Given instruction 1: Translate this sentence from the page on 2D histograms in Matplotlib into Spanish: "If specified by scalar, the number of bins will be the same both vertically and horizontally."

Excerpt:
[Python] How to create a 2D histogram with Matplotlib

When drawing a two-variable histogram, either a "three-dimensional graph" or "two-dimensional frequency is assigned to color or density" is used. While it is easy to understand the change in the frequency direction in the three-dimensional graph, it may be difficult to understand the entire distribution because there are hidden parts. On the other hand, when the frequency is assigned to the color or density in two dimensions, it is difficult to understand the subtle difference in the frequency direction, but it is easy to grasp what the overall distribution is.

data

Two two-dimensional normal distributions are used as data. The distribution is as follows.

import numpy as np
x, y = np.vstack((np.random.multivariate_normal([0, 0], [[10.0, 0],[0,20]], 5000) 
                 ,np.random.multivariate_normal([0,15], [[10.0, 0],[0, 5]], 5000))).T

hist2d_01.png

2D histogram The 2D histogram uses hist2d from matplotlib. The frequency of the histogram is obtained as a return value. The return values are counts, xedges, yedges, Image.

import numpy as np
import matplotlib.pyplot as plt
import matplotlib.cm as cm

fig = plt.figure()
ax = fig.add_subplot(111)

H = ax.hist2d(x,y, bins=40, cmap=cm.jet)
ax.set_title('1st graph')
ax.set_xlabel('x')
ax.set_ylabel('y')
fig.colorbar(H[3],ax=ax)
plt.show()

hist2d_02.png

Specifying the number of bins

The number of bins is determined by the parameter bins. If specified by scalar, the number of bins will be the same both vertically and horizontally. If you want to specify them separately, use the example. Edge can be specified as well as a one-dimensional histogram.

import numpy as np
import matplotlib.pyplot as plt
import matplotlib.cm as cm

fig = plt.figure()
ax = fig.add_subplot(111)

H = ax.hist2d(x,y, bins=[40,10], cmap=cm.jet)
ax.set_title('2nd graph')
ax.set_xlabel('x')
ax.set_ylabel('y')

Listing:
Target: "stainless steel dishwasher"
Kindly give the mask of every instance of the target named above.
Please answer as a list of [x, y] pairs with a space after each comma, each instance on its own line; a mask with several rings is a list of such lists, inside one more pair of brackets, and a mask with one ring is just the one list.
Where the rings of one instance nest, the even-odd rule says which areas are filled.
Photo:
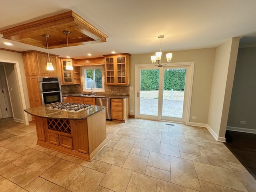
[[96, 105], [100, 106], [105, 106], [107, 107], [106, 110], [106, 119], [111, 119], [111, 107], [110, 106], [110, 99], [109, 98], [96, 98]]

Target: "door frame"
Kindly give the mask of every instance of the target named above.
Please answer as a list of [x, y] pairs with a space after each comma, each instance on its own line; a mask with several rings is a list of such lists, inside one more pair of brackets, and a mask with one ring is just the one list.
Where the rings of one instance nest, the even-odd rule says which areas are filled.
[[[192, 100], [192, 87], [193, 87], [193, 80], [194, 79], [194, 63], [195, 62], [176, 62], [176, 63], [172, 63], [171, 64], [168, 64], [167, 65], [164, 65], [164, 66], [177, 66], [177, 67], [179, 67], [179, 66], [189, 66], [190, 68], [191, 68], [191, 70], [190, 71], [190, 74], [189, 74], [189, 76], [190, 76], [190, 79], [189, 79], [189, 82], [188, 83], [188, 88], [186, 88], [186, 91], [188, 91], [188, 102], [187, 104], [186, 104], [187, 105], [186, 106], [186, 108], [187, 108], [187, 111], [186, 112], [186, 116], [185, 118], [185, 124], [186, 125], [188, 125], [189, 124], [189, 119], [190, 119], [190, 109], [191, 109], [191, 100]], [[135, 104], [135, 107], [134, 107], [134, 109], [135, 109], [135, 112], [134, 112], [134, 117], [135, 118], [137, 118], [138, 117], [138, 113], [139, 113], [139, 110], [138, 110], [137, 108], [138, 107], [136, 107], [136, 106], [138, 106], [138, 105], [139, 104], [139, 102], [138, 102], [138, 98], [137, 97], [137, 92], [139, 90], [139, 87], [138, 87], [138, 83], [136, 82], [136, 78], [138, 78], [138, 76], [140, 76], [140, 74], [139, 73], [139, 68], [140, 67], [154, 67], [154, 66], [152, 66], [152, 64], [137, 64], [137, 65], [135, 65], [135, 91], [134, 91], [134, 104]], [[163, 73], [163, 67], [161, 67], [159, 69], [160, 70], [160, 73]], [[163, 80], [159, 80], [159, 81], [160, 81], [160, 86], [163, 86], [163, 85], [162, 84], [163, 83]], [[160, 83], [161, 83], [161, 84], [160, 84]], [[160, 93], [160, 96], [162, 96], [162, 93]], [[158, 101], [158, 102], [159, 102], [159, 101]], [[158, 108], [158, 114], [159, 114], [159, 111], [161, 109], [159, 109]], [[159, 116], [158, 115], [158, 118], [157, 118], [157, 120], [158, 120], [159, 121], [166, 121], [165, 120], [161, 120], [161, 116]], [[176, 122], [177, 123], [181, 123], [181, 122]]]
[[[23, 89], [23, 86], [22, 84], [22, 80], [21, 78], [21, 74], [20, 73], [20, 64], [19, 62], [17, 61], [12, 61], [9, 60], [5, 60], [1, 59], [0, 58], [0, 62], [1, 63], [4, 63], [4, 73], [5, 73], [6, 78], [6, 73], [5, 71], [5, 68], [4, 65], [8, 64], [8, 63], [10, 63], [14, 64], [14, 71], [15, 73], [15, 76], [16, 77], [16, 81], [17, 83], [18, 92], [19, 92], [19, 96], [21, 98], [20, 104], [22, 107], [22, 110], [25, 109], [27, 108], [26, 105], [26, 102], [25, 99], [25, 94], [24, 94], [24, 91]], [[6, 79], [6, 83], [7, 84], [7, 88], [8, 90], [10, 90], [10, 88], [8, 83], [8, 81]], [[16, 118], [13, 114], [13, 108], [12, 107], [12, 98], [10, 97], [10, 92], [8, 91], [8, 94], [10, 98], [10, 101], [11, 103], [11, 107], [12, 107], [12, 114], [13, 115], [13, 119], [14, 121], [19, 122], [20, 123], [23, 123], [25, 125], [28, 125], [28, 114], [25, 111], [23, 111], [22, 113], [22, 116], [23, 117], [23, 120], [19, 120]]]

==

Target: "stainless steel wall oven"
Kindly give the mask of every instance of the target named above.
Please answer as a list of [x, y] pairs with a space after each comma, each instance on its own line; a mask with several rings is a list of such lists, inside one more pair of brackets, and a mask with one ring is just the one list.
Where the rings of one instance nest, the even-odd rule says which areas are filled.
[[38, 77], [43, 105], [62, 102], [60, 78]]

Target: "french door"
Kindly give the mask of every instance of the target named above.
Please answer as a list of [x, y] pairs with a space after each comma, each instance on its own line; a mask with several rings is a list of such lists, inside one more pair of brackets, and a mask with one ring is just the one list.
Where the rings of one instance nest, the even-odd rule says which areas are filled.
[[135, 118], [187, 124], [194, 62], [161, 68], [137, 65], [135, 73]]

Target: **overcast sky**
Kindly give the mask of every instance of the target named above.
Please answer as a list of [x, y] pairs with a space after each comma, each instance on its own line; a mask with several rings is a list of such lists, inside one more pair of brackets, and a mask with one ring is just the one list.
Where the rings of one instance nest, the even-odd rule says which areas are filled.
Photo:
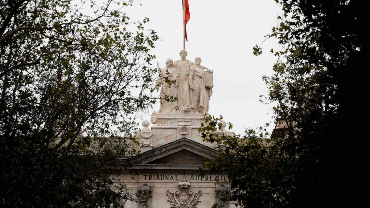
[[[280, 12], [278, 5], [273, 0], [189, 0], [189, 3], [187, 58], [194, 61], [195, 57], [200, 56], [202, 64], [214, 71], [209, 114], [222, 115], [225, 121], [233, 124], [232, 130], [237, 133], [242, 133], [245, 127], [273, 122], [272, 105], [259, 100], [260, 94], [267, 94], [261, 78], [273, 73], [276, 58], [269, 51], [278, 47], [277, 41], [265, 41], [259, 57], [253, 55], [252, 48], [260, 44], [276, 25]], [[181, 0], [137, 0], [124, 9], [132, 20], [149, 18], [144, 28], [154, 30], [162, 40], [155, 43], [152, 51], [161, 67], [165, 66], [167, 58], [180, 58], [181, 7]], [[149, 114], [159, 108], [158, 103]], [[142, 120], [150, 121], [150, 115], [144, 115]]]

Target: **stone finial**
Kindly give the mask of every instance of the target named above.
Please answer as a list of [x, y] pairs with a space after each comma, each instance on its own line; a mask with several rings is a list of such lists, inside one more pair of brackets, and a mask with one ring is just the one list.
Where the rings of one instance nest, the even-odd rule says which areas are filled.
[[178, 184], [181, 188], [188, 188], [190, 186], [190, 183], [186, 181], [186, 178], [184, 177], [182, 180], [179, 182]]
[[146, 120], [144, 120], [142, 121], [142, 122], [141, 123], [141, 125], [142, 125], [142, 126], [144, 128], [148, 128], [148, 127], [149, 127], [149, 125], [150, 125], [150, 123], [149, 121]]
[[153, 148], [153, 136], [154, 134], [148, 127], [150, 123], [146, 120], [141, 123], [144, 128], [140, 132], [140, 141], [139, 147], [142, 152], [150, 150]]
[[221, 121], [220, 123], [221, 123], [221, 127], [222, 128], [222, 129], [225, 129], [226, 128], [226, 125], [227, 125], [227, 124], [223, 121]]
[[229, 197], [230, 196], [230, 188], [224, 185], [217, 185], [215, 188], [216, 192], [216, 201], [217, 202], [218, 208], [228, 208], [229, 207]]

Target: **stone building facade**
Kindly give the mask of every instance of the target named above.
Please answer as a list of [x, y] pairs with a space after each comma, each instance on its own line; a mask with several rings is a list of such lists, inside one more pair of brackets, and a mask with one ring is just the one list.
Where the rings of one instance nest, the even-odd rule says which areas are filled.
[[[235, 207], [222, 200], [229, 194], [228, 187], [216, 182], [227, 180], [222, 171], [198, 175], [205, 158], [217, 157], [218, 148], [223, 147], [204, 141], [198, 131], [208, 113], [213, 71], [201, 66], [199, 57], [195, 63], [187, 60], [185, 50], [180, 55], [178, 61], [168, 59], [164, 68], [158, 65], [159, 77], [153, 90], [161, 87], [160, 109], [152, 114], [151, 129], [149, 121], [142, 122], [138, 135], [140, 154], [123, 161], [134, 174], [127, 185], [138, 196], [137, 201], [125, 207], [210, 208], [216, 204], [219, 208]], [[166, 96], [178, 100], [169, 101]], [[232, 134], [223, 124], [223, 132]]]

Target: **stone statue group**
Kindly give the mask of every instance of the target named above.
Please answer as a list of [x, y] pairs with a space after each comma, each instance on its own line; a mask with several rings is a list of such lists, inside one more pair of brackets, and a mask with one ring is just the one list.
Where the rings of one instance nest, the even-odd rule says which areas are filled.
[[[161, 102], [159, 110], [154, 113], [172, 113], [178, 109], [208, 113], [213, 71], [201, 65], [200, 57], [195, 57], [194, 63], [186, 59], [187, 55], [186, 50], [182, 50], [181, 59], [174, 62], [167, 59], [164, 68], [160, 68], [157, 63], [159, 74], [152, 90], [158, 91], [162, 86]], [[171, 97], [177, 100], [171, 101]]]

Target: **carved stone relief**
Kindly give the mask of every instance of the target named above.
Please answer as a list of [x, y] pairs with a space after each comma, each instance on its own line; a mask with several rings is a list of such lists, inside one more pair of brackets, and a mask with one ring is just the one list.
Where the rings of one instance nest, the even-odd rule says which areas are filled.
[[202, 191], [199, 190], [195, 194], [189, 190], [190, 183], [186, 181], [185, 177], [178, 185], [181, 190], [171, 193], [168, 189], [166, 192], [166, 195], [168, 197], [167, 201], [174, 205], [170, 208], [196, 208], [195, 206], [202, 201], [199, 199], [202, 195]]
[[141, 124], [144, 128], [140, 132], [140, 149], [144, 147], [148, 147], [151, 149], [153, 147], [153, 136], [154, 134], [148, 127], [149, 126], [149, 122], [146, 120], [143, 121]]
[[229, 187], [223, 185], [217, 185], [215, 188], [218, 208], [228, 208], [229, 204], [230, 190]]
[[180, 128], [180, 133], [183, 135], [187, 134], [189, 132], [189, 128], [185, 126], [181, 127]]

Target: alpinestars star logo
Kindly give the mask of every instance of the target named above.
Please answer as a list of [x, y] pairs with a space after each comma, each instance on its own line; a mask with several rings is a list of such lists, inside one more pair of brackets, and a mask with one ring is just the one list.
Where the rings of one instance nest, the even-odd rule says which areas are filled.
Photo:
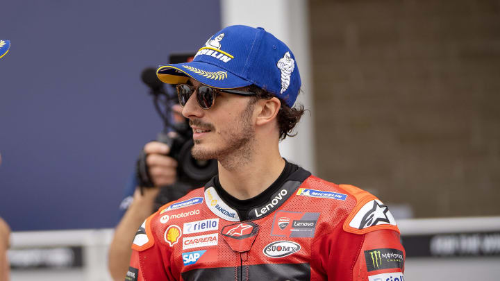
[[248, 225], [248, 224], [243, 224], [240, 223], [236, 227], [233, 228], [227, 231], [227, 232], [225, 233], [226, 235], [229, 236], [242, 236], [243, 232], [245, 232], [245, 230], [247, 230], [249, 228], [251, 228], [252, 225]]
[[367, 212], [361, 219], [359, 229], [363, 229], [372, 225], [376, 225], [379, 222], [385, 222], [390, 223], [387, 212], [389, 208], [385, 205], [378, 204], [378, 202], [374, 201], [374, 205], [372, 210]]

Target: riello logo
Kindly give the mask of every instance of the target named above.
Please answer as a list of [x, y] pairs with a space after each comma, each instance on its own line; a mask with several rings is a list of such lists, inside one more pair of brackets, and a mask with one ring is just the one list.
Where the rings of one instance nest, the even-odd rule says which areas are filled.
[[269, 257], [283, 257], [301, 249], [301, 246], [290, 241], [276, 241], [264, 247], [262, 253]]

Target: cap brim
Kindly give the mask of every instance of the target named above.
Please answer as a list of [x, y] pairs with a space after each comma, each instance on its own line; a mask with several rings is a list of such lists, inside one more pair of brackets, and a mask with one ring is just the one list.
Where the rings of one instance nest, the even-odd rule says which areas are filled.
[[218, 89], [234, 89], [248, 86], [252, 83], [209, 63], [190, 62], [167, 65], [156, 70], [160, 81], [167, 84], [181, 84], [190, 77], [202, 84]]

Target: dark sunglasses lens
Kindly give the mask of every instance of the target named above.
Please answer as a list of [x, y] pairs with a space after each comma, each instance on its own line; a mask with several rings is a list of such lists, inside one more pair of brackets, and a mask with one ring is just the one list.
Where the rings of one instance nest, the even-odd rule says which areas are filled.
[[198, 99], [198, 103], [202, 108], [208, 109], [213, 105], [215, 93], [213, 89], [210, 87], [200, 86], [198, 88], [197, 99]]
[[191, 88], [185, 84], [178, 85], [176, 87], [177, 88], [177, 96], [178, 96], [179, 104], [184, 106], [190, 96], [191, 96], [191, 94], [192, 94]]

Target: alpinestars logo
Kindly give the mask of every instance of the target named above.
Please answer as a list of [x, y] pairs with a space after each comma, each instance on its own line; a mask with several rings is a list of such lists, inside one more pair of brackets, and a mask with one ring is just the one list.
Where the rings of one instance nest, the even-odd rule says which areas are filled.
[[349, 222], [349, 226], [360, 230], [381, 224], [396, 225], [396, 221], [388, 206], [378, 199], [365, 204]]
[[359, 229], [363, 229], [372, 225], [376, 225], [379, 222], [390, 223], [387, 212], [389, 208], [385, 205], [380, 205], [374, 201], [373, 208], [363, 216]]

Given instruction 2: From the records, quote the part that opens with the line containing "Target: **carved stone relief**" and closes with the line containing "199], [202, 195]]", both of those lines included.

Result 1: Si se especifica mediante un escalar, el número de bins será el mismo tanto en vertical como en horizontal.

Result 2:
Target: **carved stone relief**
Kindly give the mask of every instance of the target named above.
Please answer as a list of [x, y] pairs with a space after each comma, each instance on its own line; a mask with several rings is a list of such lists, inside one more pair of brackets, and a mask with one ring is just the one list.
Where the rings of one instance nest, the even-odd rule says which areas are filled.
[[202, 191], [199, 190], [195, 194], [189, 190], [190, 183], [186, 181], [185, 177], [178, 185], [181, 190], [171, 193], [168, 189], [166, 192], [166, 195], [168, 197], [167, 201], [174, 205], [170, 208], [196, 208], [195, 206], [202, 201], [199, 199], [202, 195]]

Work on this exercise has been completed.